→ **TASK DESCRIPTION**
Which programs, scripts, and shell commands are named in the mailing-list post below? List each one once.

→ **EXCERPT TO READ**
───

[Pkg-nagios-devel] Bug#608455: Bug#608455: Bug#608455: nagios3: return_code of passive checks sent via nsca to central server are in wrong format
Alexander Wirt
formorer at formorer.de
Sun Jan 2 17:08:06 UTC 2011
leee schrieb am Sunday, den 02. January 2011:
> The problem is _not_ with the supplied submit_check_result_via_nsca
> bash script itself, but with the data being passed to that script
> on the distributed clients.
>
> To check that I was receiving the data from the (remote/distributed)
> passive checks on the central monitoring server, I ran a 'cat'
> command against the input pipe on the central monitoring server: a
> portion of the output is shown below...

───

→ **DATA PROVIDED**
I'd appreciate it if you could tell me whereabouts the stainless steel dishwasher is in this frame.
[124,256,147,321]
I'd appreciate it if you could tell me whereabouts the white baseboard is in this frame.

───

→ **WRITTEN SOLUTION**
- nagios3
- nsca
- submit_check_result_via_nsca
- bash
- cat